All entries below must be given again exactly as they stand.

:: AVAILABLE RECORDS ::

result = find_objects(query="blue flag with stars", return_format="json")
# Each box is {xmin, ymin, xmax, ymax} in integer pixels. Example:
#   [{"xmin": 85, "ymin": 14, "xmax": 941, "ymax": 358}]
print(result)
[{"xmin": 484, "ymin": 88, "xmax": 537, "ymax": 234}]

:::

• _EXERCISE RESPONSE_
result = find_objects(query="blue flag with stars", return_format="json")
# Each box is {xmin, ymin, xmax, ymax} in integer pixels. Example:
#   [{"xmin": 85, "ymin": 14, "xmax": 941, "ymax": 358}]
print(result)
[{"xmin": 484, "ymin": 88, "xmax": 537, "ymax": 234}]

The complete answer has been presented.